== EXERCISE INSTRUCTIONS ==
Recast all of the data below as a Markdown table with two columns, Row and Line. Put each line in its own row, numbered in order, and leave out blank lines.

Named-object pointing records

━━━━━━

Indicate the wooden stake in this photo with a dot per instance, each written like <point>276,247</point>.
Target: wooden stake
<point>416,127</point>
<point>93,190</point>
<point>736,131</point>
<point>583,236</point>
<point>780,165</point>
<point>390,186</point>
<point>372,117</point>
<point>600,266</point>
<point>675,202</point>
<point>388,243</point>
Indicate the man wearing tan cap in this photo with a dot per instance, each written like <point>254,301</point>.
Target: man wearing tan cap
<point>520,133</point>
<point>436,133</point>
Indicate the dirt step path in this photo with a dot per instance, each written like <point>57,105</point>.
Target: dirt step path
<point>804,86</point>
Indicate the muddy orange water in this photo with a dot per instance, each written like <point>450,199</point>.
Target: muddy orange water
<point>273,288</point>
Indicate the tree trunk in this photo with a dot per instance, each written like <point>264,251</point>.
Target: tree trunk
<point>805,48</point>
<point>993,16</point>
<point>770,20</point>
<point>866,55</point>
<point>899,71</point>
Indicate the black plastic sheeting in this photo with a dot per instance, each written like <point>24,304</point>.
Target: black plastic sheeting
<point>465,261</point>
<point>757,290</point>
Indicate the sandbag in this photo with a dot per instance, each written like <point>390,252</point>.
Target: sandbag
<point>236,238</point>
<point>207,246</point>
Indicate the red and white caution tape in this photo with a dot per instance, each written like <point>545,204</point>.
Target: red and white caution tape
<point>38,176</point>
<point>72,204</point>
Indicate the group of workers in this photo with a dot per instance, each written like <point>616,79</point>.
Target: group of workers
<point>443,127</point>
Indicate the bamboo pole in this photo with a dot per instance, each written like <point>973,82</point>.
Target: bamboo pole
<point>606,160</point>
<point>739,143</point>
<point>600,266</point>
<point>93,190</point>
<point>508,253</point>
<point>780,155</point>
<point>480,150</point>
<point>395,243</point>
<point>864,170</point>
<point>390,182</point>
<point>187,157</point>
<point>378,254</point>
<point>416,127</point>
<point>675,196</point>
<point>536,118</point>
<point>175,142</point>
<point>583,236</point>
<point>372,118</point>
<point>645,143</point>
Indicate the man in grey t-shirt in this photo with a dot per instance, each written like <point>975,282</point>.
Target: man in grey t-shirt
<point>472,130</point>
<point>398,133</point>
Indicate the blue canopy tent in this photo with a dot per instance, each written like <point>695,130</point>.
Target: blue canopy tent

━━━━━━

== EXERCISE RESULT ==
| Row | Line |
|---|---|
| 1 | Indicate the wooden stake in this photo with a dot per instance, each written like <point>276,247</point>. |
| 2 | Target: wooden stake |
| 3 | <point>416,127</point> |
| 4 | <point>93,190</point> |
| 5 | <point>736,131</point> |
| 6 | <point>583,236</point> |
| 7 | <point>780,165</point> |
| 8 | <point>390,186</point> |
| 9 | <point>372,117</point> |
| 10 | <point>600,266</point> |
| 11 | <point>675,202</point> |
| 12 | <point>388,243</point> |
| 13 | Indicate the man wearing tan cap in this photo with a dot per instance, each written like <point>254,301</point>. |
| 14 | Target: man wearing tan cap |
| 15 | <point>520,133</point> |
| 16 | <point>436,133</point> |
| 17 | Indicate the dirt step path in this photo with a dot per instance, each written like <point>57,105</point>. |
| 18 | Target: dirt step path |
| 19 | <point>804,86</point> |
| 20 | Indicate the muddy orange water in this photo with a dot per instance, each written like <point>450,199</point>. |
| 21 | Target: muddy orange water |
| 22 | <point>273,288</point> |
| 23 | Indicate the tree trunk in this photo with a dot per instance, each written like <point>264,251</point>. |
| 24 | Target: tree trunk |
| 25 | <point>805,48</point> |
| 26 | <point>993,16</point> |
| 27 | <point>770,20</point> |
| 28 | <point>866,55</point> |
| 29 | <point>899,71</point> |
| 30 | Indicate the black plastic sheeting in this photo with a dot per instance, each written like <point>24,304</point>. |
| 31 | Target: black plastic sheeting |
| 32 | <point>465,261</point> |
| 33 | <point>757,290</point> |
| 34 | Indicate the sandbag in this photo with a dot per instance, each written like <point>390,252</point>. |
| 35 | Target: sandbag |
| 36 | <point>236,238</point> |
| 37 | <point>207,246</point> |
| 38 | Indicate the red and white caution tape in this photo with a dot per instance, each written like <point>545,204</point>. |
| 39 | Target: red and white caution tape |
| 40 | <point>38,176</point> |
| 41 | <point>72,204</point> |
| 42 | Indicate the group of workers in this photo with a dot per instance, each written like <point>616,79</point>. |
| 43 | Target: group of workers |
| 44 | <point>443,127</point> |
| 45 | Indicate the bamboo pole in this photo with a dot per instance, each written like <point>973,82</point>. |
| 46 | Target: bamboo pole |
| 47 | <point>606,160</point> |
| 48 | <point>739,143</point> |
| 49 | <point>600,266</point> |
| 50 | <point>93,190</point> |
| 51 | <point>508,253</point> |
| 52 | <point>780,155</point> |
| 53 | <point>480,150</point> |
| 54 | <point>395,243</point> |
| 55 | <point>864,170</point> |
| 56 | <point>390,182</point> |
| 57 | <point>187,157</point> |
| 58 | <point>378,254</point> |
| 59 | <point>416,127</point> |
| 60 | <point>675,196</point> |
| 61 | <point>536,118</point> |
| 62 | <point>175,142</point> |
| 63 | <point>583,236</point> |
| 64 | <point>372,118</point> |
| 65 | <point>645,143</point> |
| 66 | Indicate the man in grey t-shirt in this photo with a dot per instance, each written like <point>975,282</point>. |
| 67 | Target: man in grey t-shirt |
| 68 | <point>472,130</point> |
| 69 | <point>398,133</point> |
| 70 | Indicate the blue canopy tent in this photo with a dot per instance, each written like <point>695,130</point>. |
| 71 | Target: blue canopy tent |